[Exercise goal]
Print the listing that follows, character for character.

[Records to process]
⁂

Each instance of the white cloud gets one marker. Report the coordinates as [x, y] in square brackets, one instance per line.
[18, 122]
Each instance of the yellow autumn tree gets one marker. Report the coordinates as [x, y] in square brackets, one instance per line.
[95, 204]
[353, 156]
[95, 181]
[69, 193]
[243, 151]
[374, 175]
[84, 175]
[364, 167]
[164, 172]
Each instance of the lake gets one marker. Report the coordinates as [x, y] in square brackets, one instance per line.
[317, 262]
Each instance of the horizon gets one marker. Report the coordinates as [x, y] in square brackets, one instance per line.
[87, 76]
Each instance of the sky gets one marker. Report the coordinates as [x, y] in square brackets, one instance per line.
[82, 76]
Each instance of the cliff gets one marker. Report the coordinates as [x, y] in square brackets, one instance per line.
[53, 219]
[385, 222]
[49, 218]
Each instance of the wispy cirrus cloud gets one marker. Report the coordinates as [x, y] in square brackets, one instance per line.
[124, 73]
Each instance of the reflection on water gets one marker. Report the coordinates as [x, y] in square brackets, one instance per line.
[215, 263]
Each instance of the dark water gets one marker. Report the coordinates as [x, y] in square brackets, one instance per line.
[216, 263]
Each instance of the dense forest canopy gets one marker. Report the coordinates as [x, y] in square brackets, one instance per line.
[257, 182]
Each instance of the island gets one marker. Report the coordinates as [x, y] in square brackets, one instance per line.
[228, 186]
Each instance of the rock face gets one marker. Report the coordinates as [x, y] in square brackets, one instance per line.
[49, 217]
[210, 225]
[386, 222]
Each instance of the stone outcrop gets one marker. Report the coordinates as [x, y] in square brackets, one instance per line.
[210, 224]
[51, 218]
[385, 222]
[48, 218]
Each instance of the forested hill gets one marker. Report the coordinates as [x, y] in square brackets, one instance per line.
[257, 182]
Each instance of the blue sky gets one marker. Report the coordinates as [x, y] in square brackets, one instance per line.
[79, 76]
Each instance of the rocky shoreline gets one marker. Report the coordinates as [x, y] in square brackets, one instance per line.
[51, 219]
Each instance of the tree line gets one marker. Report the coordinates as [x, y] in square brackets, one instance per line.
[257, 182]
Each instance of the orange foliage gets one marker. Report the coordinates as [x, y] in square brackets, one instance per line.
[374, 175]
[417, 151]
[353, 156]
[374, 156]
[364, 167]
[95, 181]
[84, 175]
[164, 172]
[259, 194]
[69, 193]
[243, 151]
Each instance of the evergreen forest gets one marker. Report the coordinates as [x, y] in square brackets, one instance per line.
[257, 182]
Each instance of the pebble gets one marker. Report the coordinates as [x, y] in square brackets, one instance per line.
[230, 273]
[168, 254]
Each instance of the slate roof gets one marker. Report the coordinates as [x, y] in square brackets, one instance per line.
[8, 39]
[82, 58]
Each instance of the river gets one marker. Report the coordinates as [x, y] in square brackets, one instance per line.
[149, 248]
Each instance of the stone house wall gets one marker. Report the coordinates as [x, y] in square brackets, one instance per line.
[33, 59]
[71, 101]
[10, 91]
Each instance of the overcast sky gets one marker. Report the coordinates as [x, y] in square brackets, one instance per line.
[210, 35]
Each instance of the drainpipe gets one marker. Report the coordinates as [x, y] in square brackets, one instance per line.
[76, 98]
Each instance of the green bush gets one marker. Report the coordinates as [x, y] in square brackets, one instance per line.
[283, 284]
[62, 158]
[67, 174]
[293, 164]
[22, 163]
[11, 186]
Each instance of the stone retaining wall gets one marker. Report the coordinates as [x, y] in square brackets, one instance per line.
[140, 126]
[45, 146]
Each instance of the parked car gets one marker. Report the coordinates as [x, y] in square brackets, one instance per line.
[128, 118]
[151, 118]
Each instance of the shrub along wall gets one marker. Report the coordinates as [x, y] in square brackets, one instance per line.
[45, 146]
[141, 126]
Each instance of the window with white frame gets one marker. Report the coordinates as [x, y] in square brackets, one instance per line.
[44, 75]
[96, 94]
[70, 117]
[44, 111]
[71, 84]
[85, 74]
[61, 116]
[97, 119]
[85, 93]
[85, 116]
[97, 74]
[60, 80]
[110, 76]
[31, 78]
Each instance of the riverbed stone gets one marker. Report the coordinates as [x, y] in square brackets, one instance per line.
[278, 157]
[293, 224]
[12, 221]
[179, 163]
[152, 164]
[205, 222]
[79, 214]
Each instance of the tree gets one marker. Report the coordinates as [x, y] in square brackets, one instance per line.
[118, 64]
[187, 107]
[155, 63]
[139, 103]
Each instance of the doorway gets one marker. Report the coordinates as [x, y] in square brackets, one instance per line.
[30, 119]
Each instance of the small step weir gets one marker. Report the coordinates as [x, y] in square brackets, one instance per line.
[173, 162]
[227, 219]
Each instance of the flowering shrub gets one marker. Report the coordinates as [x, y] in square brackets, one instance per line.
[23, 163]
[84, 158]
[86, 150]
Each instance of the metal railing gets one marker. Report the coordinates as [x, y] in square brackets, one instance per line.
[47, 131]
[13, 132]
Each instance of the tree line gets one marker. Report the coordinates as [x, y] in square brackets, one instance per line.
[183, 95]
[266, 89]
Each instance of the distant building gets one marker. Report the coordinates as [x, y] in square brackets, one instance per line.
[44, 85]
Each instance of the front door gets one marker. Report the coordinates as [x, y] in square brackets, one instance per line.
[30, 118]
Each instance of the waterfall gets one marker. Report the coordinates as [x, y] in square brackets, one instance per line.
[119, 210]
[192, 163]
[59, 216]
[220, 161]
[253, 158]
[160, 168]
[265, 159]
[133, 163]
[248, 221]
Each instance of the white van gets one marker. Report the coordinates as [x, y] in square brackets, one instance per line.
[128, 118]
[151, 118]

⁂

[Answer space]
Each instance of the white cloud gets one marker. Report the coordinates as [x, y] in square brackets, one instance per line.
[18, 122]
Each instance of the yellow autumn tree gets one marker. Report the coordinates as [x, y] in square brackets, one instance per line.
[95, 204]
[353, 156]
[95, 181]
[69, 193]
[243, 151]
[374, 175]
[84, 175]
[364, 167]
[164, 172]
Each instance of the lake gets one marker. Report the coordinates as [x, y] in square brackets, one instance per line.
[317, 262]
Each instance of the horizon gets one marker. Report the coordinates as [x, y] in square brackets, one instance per line.
[87, 76]
Each instance of the sky gets one marker. Report the coordinates as [x, y] in square brackets, one instance per line.
[82, 76]
Each instance of the cliff gets one marker. Report the coordinates as [x, y] in square brackets, one instance per line.
[53, 219]
[385, 222]
[49, 218]
Each instance of the wispy cirrus cloud gets one marker. Report the coordinates as [x, y] in square brackets, one instance per line.
[124, 73]
Each instance of the reflection on water gets one marker. Report the coordinates as [x, y] in square brackets, one instance per line.
[215, 263]
Each instance of the dark water gets one marker. Report the coordinates as [x, y] in square brackets, one instance per line.
[216, 263]
Each instance of the dense forest canopy gets one marker. Report the coordinates as [x, y] in square brackets, one instance per line.
[257, 182]
Each instance of the island gets one marker. Report the coordinates as [x, y] in square brackets, one instance per line.
[228, 186]
Each instance of the rock face gets one marker. Report the coordinates as [x, y] in square brackets, one instance per line.
[49, 217]
[210, 225]
[386, 222]
Each instance of the stone outcrop gets one marker. Report the coordinates as [x, y] in square brackets, one instance per line.
[210, 224]
[51, 218]
[385, 222]
[48, 218]
Each instance of the forested hill gets one marker. Report the coordinates as [x, y] in square brackets, one instance per line.
[257, 182]
Each instance of the blue sky gets one marker. Report the coordinates as [x, y] in square brackets, one instance per line.
[79, 76]
Each instance of the rocky shoreline gets one marker. Report the coordinates as [x, y] in square brackets, one instance per line.
[51, 219]
Each instance of the tree line gets one marker. Report the coordinates as [x, y] in square brackets, one instance per line.
[257, 182]
Each instance of the orange foliage gets one marker. Report the coordinates as [x, y] in square brackets, one instance per line.
[374, 175]
[417, 151]
[353, 156]
[374, 156]
[364, 167]
[95, 181]
[84, 175]
[164, 172]
[259, 194]
[69, 193]
[243, 151]
Each instance of the evergreen forest gets one marker. Report the coordinates as [x, y] in square brackets, one instance per line.
[257, 182]
Each instance of the pebble gets one marker. Report the coordinates as [x, y] in square brackets, one instance per line.
[230, 273]
[168, 254]
Each instance of the slate roof gets one marker. Report the coordinates as [x, y] in square brackets, one instance per line.
[8, 39]
[82, 58]
Each instance of the river gets one marker. Report the coordinates as [x, y] in square brackets, one instance per line.
[149, 248]
Each instance of the stone house wall gets one marker. Report the coordinates as [x, y] in square brackets, one instance per line.
[33, 59]
[71, 101]
[10, 91]
Each instance of the overcast sky gets one marker. Report the coordinates as [x, y] in square brackets, one instance per line.
[210, 35]
Each instance of the drainpipe gets one marker. Report the coordinates as [x, y] in square brackets, one instance per line.
[76, 98]
Each instance of the green bush gets one marker. Report the coordinates as [x, y] in square brackets, one instance per line.
[283, 284]
[62, 158]
[67, 174]
[293, 164]
[22, 163]
[11, 186]
Each instance of the stone retaining wall gets one marker. Report the coordinates as [x, y] in square brackets, one instance per line.
[140, 126]
[45, 146]
Each instance of the parked car gets one marker. Report the coordinates as [x, y] in square brackets, one instance per line.
[128, 118]
[151, 118]
Each instance of the shrub along wall gets one marker. Report the coordinates as [x, y] in square brackets, one instance per line.
[45, 146]
[141, 126]
Each instance of the window with white frame gets one marker. Report the coordinates as [x, y] in square brackets, one instance per line.
[44, 75]
[96, 94]
[70, 117]
[44, 111]
[71, 84]
[85, 74]
[61, 116]
[97, 119]
[85, 93]
[85, 116]
[97, 74]
[60, 80]
[110, 76]
[31, 78]
Each instance of the riverbed stone gets one marker. Report the coordinates as [x, y] in square brackets, one instance per line.
[278, 157]
[293, 224]
[12, 221]
[179, 163]
[152, 164]
[205, 222]
[79, 214]
Each instance of the tree gets one marker. Report the coordinates as [x, y] in square brackets, one instance per line.
[118, 64]
[187, 107]
[155, 63]
[139, 103]
Each instance of the doorway gets one marker. Report the coordinates as [x, y] in square brackets, one instance per line.
[30, 119]
Each instance of the small step weir gets one marker. Report the coordinates as [x, y] in square brackets, one instance per line.
[173, 162]
[227, 219]
Each instance of the flowering shrub gets one marker. Report the coordinates as [x, y] in square brackets, one instance per line.
[23, 163]
[84, 158]
[86, 150]
Each instance of the metal railing gets one marker. Report the coordinates as [x, y] in square brackets, one instance per line.
[47, 131]
[13, 132]
Each instance of the tree line gets one marker. Report the coordinates as [x, y] in square brackets, one instance per line.
[183, 95]
[266, 89]
Each instance of the distant building gets one marker. Report the coordinates as [x, y] in square brackets, one instance per line.
[44, 85]
Each instance of the front door gets one marker. Report the coordinates as [x, y] in square brackets, one instance per line.
[30, 118]
Each instance of the waterfall gets one marker. Report the coordinates as [x, y] in square brackets, one instance per line.
[119, 210]
[192, 163]
[59, 216]
[220, 161]
[253, 158]
[160, 168]
[265, 159]
[133, 163]
[248, 221]
Each instance of the white van gets one marker. Report the coordinates as [x, y] in square brackets, one instance per line.
[128, 118]
[151, 118]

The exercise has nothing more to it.